■ Istruzioni
a - Nella cronaca della partita, che cosa si dimentica Cipolla dopo essersi perso nel suo "trip de History Channel"?
b - Riporta dalla cronaca della partita il passo che va da "Franco dalla porta" a "piccola comunità audiolesa.".
c - Secondo la cronaca della partita, perché a inizio ripresa ogni azione viene vissuta come se si fosse davanti a una candid camera?
### Brano scelto
Franco dalla porta chiede cor soriso: “Ah, pure te?”.
“No no, ho detto FIORDO” je risponde Chiaia smontandoje sur nascere le speranze de piccola comunità audiolesa.

Ma non c’è tempo per consolare l’inconsolabile, è già ora de magnassene nantro. La parzialmente ripristinata Cipolla se invola oltre le rovine der concetto de forigioco der Genova, ma affascinato dall’antichità de na difesa che cade a pezzi, inebriato dar grande mistero dele popolazioni Genovane conservate così bene accanto a lui tanto che parono vive, se perde dentro a un trip de History Channel e se scorda che pe segnà tocca pià la porta. Er primo tempo se ne va così, co noi che giocamo a calcio, e inebriati da sta novità se emozionamo e ar dunque ce viene l’ansia da segnazione, e co loro che sembrano dire: vabbè oh, se proprio ve fanno schifo sti tre punti noi ce provamo a piassene uno.

Se riparte de slancio coi medesimi in campo, co quell’approccio scanzonato che, ner timore de fasse pià la mano e credece troppo, ce fa vive ogni azione come fossimo davanti a na candid camera. Del resto mai s’era visto all’Olimpico un giocatore sospinto nela discesa e ner cross e in ogni stramberia je passi pe la testa solo da insurti costanti e copiosi ar punto da amargamasse e sembrà un unico coro de incitamento.
######
### Righe elencate
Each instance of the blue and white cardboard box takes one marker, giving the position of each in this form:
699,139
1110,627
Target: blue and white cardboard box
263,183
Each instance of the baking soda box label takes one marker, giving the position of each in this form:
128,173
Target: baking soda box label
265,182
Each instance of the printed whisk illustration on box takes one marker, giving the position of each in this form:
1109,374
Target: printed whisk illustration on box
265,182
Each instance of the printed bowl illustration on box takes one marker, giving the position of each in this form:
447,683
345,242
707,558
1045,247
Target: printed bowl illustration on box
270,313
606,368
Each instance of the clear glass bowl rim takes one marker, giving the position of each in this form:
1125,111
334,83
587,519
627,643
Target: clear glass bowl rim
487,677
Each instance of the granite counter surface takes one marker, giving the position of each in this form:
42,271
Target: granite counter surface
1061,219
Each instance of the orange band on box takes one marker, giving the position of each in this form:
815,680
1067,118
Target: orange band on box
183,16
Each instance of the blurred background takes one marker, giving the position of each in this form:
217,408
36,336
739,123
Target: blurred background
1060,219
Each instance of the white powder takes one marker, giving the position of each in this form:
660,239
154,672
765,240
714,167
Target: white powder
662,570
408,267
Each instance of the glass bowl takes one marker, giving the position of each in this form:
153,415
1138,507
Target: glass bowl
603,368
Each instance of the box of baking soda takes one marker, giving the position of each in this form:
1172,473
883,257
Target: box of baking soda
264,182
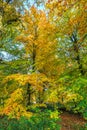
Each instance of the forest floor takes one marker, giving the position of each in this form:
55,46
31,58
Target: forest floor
72,122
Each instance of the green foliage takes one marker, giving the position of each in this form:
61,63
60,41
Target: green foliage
46,120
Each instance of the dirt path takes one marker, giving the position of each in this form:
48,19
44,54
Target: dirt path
72,122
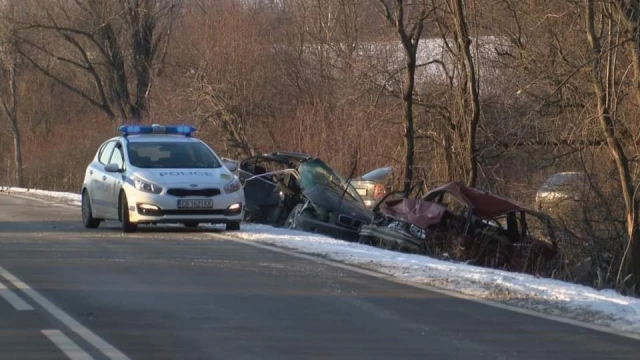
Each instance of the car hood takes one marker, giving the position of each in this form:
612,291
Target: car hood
216,176
379,174
328,199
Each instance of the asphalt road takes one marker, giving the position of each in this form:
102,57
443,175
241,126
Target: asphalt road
171,293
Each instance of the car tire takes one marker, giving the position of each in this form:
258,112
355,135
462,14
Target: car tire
88,220
292,219
127,225
233,226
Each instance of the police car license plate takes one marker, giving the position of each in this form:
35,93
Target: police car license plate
195,204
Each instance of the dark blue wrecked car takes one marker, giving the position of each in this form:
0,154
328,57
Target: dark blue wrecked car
298,191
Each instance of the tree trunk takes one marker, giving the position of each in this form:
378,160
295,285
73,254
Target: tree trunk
615,148
17,151
142,38
473,99
409,135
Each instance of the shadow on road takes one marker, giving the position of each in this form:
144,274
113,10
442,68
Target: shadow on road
108,227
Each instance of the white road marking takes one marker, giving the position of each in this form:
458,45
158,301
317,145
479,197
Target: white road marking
14,299
70,322
62,341
454,294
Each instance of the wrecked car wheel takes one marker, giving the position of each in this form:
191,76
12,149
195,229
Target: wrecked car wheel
366,240
294,215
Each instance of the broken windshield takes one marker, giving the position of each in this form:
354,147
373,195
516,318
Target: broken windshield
315,172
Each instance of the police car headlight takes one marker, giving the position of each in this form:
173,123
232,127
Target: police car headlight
233,186
147,186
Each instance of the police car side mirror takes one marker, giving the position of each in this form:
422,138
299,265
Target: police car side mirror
231,165
112,168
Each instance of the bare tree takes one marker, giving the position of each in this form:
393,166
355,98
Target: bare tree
614,144
103,51
470,88
8,92
408,21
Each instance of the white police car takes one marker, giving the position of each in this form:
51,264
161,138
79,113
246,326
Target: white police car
160,174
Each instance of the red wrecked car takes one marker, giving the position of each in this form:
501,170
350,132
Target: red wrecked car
462,223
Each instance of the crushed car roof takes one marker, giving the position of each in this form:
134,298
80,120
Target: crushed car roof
484,204
420,213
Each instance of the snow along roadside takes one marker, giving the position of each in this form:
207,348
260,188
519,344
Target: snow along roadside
600,307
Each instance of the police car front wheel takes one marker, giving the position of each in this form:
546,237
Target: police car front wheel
87,214
233,226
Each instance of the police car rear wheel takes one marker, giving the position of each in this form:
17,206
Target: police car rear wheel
233,226
127,225
87,215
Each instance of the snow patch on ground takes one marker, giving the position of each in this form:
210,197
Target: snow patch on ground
601,307
68,198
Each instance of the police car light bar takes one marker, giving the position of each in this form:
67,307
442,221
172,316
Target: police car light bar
185,130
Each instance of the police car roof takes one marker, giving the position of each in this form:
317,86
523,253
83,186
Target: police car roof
160,138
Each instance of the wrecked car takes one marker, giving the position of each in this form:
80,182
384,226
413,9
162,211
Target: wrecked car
466,224
301,192
373,186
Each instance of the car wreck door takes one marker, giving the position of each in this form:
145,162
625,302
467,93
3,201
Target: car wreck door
378,174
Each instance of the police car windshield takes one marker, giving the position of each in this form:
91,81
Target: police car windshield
171,155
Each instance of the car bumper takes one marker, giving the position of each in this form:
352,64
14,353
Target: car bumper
152,208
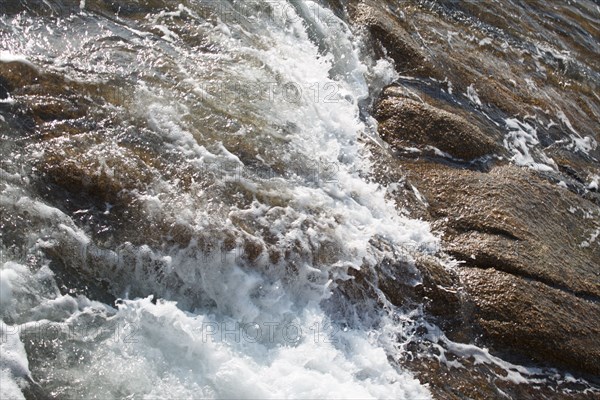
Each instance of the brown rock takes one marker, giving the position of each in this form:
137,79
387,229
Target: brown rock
389,32
531,283
405,123
546,324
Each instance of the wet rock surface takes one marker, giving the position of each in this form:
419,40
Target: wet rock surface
527,278
405,122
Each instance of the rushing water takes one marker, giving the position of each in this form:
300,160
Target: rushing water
233,137
257,107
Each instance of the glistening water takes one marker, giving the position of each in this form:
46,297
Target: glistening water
179,216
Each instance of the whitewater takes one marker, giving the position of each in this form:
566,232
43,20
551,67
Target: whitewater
202,321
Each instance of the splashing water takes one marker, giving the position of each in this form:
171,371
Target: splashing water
210,96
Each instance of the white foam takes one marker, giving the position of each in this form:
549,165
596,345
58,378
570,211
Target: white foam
522,141
6,56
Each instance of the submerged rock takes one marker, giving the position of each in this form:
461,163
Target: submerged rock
405,122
######
■ Risposte svolte
a - Si dimentica che per segnare bisogna centrare la porta.

b -
Franco dalla porta chiede cor soriso: “Ah, pure te?”.
“No no, ho detto FIORDO” je risponde Chiaia smontandoje sur nascere le speranze de piccola comunità audiolesa.

c - Succede per l'approccio scanzonato con cui si riparte. Lo si adotta per paura di farsi prendere la mano e di crederci troppo.